Instructions to follow>
Format the lines of the material from the line containing "trace: white cloud" through the line containing "M246 2L251 4L256 4L256 0L245 0Z", both included, as a JSON list of strings with one string per line and blank lines omitted.

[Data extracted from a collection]
────────
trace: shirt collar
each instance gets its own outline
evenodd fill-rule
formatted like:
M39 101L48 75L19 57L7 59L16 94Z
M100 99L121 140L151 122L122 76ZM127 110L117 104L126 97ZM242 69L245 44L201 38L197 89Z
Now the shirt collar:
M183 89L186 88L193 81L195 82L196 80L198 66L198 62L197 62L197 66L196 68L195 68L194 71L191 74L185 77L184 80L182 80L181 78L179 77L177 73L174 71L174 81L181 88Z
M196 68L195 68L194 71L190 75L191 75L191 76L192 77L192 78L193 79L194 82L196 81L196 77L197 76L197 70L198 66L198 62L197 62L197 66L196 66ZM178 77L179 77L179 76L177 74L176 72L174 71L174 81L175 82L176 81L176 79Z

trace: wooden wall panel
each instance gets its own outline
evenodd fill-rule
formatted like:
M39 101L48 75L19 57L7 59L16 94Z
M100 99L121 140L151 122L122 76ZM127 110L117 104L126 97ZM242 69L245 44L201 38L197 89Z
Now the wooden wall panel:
────────
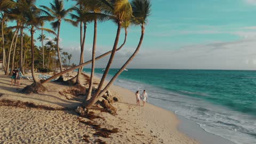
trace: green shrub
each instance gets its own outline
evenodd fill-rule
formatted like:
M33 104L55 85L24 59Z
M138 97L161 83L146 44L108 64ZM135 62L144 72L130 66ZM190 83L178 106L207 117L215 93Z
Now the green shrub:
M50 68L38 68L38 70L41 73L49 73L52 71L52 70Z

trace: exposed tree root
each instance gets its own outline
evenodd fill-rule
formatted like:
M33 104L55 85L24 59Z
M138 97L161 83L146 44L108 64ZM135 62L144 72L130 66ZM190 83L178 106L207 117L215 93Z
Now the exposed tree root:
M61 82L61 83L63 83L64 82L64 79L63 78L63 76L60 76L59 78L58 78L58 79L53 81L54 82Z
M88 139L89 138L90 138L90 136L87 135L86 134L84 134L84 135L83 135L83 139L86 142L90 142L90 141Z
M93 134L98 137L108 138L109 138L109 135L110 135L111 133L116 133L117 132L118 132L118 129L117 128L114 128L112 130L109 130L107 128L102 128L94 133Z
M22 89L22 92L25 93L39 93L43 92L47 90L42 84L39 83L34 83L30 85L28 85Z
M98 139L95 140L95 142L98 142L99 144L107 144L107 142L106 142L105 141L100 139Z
────────
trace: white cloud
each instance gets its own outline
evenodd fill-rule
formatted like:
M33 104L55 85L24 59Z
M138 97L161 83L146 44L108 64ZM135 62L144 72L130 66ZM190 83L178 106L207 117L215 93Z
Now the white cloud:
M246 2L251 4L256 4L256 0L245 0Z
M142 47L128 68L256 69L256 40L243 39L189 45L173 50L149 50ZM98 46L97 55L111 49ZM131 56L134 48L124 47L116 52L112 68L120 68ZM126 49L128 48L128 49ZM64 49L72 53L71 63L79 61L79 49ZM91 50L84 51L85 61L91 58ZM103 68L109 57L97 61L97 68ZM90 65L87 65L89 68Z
────────
Written response>
[
  "trace: white cloud",
  "each instance gets its own outline",
  "evenodd fill-rule",
  "formatted like:",
  "M33 104L55 85L24 59Z",
  "M138 97L161 83L146 44L108 64ZM135 62L144 72L130 66ZM190 83L178 106L207 117L215 93Z",
  "Now the white cloud:",
  "M246 2L251 4L256 4L256 0L245 0Z"
]